Data shown —
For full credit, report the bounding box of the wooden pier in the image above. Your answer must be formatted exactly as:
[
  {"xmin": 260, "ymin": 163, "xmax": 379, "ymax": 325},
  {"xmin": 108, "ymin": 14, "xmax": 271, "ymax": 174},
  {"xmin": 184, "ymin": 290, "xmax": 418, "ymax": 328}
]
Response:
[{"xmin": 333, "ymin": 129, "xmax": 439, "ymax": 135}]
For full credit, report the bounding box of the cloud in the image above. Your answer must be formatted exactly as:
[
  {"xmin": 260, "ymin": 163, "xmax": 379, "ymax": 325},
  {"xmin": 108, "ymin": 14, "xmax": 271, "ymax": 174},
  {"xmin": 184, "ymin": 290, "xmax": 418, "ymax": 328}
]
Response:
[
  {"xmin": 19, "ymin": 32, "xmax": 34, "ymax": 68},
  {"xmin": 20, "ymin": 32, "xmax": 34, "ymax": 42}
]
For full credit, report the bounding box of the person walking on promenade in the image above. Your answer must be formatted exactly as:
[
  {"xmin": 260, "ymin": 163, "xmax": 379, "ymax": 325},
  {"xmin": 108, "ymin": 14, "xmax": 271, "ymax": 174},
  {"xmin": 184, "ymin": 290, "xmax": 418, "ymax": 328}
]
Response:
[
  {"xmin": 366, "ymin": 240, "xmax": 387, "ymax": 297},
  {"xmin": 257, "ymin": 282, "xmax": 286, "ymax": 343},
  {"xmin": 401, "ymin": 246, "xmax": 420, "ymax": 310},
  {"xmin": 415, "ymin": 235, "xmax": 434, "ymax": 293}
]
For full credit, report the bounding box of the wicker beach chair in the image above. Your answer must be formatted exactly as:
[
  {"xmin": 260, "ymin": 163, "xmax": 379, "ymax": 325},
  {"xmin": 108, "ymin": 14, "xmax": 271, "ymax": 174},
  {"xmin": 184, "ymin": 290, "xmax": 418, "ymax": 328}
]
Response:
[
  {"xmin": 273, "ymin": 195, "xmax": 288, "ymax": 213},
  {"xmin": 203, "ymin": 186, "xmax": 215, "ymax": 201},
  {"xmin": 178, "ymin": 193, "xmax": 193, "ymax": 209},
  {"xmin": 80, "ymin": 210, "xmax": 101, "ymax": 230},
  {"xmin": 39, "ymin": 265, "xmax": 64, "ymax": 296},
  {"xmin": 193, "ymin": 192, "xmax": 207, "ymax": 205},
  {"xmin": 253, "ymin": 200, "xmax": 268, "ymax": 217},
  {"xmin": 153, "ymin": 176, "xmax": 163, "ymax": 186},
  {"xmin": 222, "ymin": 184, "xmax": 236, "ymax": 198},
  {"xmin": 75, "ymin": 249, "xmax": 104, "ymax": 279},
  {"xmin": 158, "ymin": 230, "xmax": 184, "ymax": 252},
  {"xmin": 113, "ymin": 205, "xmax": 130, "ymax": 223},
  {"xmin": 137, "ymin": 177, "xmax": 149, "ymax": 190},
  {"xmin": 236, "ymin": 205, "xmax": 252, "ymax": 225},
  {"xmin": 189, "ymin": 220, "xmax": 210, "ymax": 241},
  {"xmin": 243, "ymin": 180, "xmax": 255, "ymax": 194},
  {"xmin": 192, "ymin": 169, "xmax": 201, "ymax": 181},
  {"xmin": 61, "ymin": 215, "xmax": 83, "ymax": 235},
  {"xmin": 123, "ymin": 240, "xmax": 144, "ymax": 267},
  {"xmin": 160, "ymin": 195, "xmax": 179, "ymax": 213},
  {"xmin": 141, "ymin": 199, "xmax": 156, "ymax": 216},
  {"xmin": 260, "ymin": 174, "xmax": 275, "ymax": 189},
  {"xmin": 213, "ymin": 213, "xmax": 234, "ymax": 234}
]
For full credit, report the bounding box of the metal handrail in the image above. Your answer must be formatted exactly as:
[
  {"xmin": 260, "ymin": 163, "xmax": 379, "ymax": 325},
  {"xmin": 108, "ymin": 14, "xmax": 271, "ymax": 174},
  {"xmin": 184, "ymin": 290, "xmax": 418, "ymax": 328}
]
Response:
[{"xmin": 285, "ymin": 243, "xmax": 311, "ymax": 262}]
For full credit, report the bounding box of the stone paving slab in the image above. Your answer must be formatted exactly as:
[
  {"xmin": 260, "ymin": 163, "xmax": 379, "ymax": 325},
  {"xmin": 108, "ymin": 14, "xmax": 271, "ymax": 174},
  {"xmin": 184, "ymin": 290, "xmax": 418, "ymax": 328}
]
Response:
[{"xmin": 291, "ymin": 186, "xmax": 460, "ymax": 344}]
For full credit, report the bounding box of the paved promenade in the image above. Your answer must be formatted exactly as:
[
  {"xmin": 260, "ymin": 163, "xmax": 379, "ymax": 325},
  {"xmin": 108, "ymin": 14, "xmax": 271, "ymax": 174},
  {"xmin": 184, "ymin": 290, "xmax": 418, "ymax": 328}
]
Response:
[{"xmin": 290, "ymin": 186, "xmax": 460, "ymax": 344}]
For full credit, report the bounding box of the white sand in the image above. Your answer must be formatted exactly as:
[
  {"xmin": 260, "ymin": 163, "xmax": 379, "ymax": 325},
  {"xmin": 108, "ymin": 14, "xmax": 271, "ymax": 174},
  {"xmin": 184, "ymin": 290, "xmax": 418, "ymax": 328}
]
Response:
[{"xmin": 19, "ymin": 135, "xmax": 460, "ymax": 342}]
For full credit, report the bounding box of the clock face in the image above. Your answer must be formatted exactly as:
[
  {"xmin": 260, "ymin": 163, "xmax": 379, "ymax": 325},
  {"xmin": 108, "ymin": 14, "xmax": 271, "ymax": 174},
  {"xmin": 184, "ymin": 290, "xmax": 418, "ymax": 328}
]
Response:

What to work on — Render every line of the records above as a Markdown table with two columns, No. for the row number and Line for the text of that line, omitting any blank lines.

Finished answer —
| No. | Line |
|---|---|
| 1 | For full credit, report the bounding box of the wooden pier in the image above. Your answer must be formatted exactly as: |
| 2 | [ |
| 3 |   {"xmin": 260, "ymin": 163, "xmax": 379, "ymax": 325}, |
| 4 |   {"xmin": 108, "ymin": 14, "xmax": 271, "ymax": 174}, |
| 5 |   {"xmin": 184, "ymin": 290, "xmax": 418, "ymax": 328} |
| 6 | ] |
| 7 | Response: |
| 8 | [{"xmin": 333, "ymin": 129, "xmax": 439, "ymax": 135}] |
| 9 | For full credit, report the bounding box of the cloud in the image above. Your answer must be formatted exactly as: |
| 10 | [ |
| 11 |   {"xmin": 260, "ymin": 163, "xmax": 379, "ymax": 325}, |
| 12 |   {"xmin": 108, "ymin": 14, "xmax": 271, "ymax": 174}, |
| 13 |   {"xmin": 184, "ymin": 290, "xmax": 418, "ymax": 328} |
| 14 | ] |
| 15 | Response: |
| 16 | [ |
| 17 |   {"xmin": 19, "ymin": 32, "xmax": 34, "ymax": 68}, |
| 18 |   {"xmin": 20, "ymin": 32, "xmax": 34, "ymax": 42} |
| 19 | ] |
| 20 | For full credit, report the bounding box of the person walking on promenade in the image above. Your answer must be formatted exactly as: |
| 21 | [ |
| 22 |   {"xmin": 260, "ymin": 163, "xmax": 379, "ymax": 325}, |
| 23 |   {"xmin": 108, "ymin": 14, "xmax": 271, "ymax": 174}, |
| 24 |   {"xmin": 184, "ymin": 290, "xmax": 418, "ymax": 328} |
| 25 | ] |
| 26 | Response: |
| 27 | [ |
| 28 |   {"xmin": 366, "ymin": 240, "xmax": 387, "ymax": 297}, |
| 29 |   {"xmin": 257, "ymin": 282, "xmax": 286, "ymax": 343}, |
| 30 |   {"xmin": 401, "ymin": 246, "xmax": 420, "ymax": 310}, |
| 31 |   {"xmin": 415, "ymin": 235, "xmax": 434, "ymax": 293} |
| 32 | ] |
| 33 | For full credit, report the bounding box of the wicker beach chair in the image above. Your answer must be formatted exactly as: |
| 34 | [ |
| 35 |   {"xmin": 260, "ymin": 163, "xmax": 379, "ymax": 325}, |
| 36 |   {"xmin": 108, "ymin": 14, "xmax": 271, "ymax": 174}, |
| 37 |   {"xmin": 184, "ymin": 290, "xmax": 418, "ymax": 328} |
| 38 | ] |
| 39 | Response: |
| 40 | [ |
| 41 |   {"xmin": 273, "ymin": 195, "xmax": 288, "ymax": 213}, |
| 42 |   {"xmin": 203, "ymin": 186, "xmax": 215, "ymax": 201}, |
| 43 |   {"xmin": 178, "ymin": 193, "xmax": 193, "ymax": 209}, |
| 44 |   {"xmin": 80, "ymin": 210, "xmax": 101, "ymax": 230}, |
| 45 |   {"xmin": 39, "ymin": 265, "xmax": 64, "ymax": 296}, |
| 46 |   {"xmin": 193, "ymin": 192, "xmax": 207, "ymax": 205}, |
| 47 |   {"xmin": 253, "ymin": 200, "xmax": 268, "ymax": 217}, |
| 48 |   {"xmin": 153, "ymin": 176, "xmax": 163, "ymax": 186}, |
| 49 |   {"xmin": 222, "ymin": 184, "xmax": 236, "ymax": 198}, |
| 50 |   {"xmin": 75, "ymin": 249, "xmax": 104, "ymax": 279}, |
| 51 |   {"xmin": 158, "ymin": 230, "xmax": 184, "ymax": 252}, |
| 52 |   {"xmin": 113, "ymin": 205, "xmax": 130, "ymax": 223}, |
| 53 |   {"xmin": 137, "ymin": 177, "xmax": 149, "ymax": 190}, |
| 54 |   {"xmin": 236, "ymin": 205, "xmax": 252, "ymax": 225}, |
| 55 |   {"xmin": 189, "ymin": 220, "xmax": 210, "ymax": 241}, |
| 56 |   {"xmin": 243, "ymin": 180, "xmax": 255, "ymax": 194}, |
| 57 |   {"xmin": 192, "ymin": 169, "xmax": 201, "ymax": 181}, |
| 58 |   {"xmin": 61, "ymin": 215, "xmax": 83, "ymax": 235}, |
| 59 |   {"xmin": 123, "ymin": 240, "xmax": 144, "ymax": 267}, |
| 60 |   {"xmin": 160, "ymin": 195, "xmax": 179, "ymax": 213}, |
| 61 |   {"xmin": 141, "ymin": 199, "xmax": 156, "ymax": 216}, |
| 62 |   {"xmin": 260, "ymin": 174, "xmax": 275, "ymax": 189}, |
| 63 |   {"xmin": 213, "ymin": 213, "xmax": 234, "ymax": 234} |
| 64 | ] |
| 65 | For full credit, report the bounding box of the metal handrail in the image above. Your answer must be formatted exactly as: |
| 66 | [ |
| 67 |   {"xmin": 260, "ymin": 163, "xmax": 379, "ymax": 325}, |
| 68 |   {"xmin": 108, "ymin": 14, "xmax": 271, "ymax": 174}, |
| 69 |   {"xmin": 184, "ymin": 290, "xmax": 418, "ymax": 328} |
| 70 | ] |
| 71 | Response: |
| 72 | [{"xmin": 285, "ymin": 243, "xmax": 311, "ymax": 262}] |
| 73 | For full credit, report the bounding box of the stone paving slab in the image above. Your answer must be formatted exactly as: |
| 74 | [ |
| 75 |   {"xmin": 260, "ymin": 163, "xmax": 379, "ymax": 325}, |
| 76 |   {"xmin": 108, "ymin": 14, "xmax": 271, "ymax": 174}, |
| 77 |   {"xmin": 184, "ymin": 290, "xmax": 418, "ymax": 328} |
| 78 | ] |
| 79 | Response: |
| 80 | [{"xmin": 291, "ymin": 186, "xmax": 460, "ymax": 344}] |
| 81 | For full credit, report the bounding box of the paved promenade in the image above. Your answer must be formatted exactly as: |
| 82 | [ |
| 83 |   {"xmin": 260, "ymin": 163, "xmax": 379, "ymax": 325}, |
| 84 |   {"xmin": 108, "ymin": 14, "xmax": 271, "ymax": 174}, |
| 85 |   {"xmin": 184, "ymin": 290, "xmax": 418, "ymax": 328} |
| 86 | ] |
| 87 | Response: |
| 88 | [{"xmin": 290, "ymin": 186, "xmax": 460, "ymax": 344}] |
| 89 | For full credit, report the bounding box of the white sand in the image above. Your answer must be formatted exactly as: |
| 90 | [ |
| 91 |   {"xmin": 260, "ymin": 163, "xmax": 379, "ymax": 325}, |
| 92 |   {"xmin": 108, "ymin": 14, "xmax": 271, "ymax": 174}, |
| 93 |   {"xmin": 184, "ymin": 290, "xmax": 418, "ymax": 328} |
| 94 | ] |
| 95 | Response: |
| 96 | [{"xmin": 19, "ymin": 135, "xmax": 460, "ymax": 342}] |
| 97 | For full credit, report the bounding box of the clock face in the image above. Your answer must be formatted exactly as: |
| 98 | [ |
| 99 |   {"xmin": 260, "ymin": 163, "xmax": 379, "ymax": 325}, |
| 100 |   {"xmin": 108, "ymin": 14, "xmax": 271, "ymax": 174}, |
| 101 |   {"xmin": 184, "ymin": 290, "xmax": 418, "ymax": 328} |
| 102 | ] |
| 103 | Response: |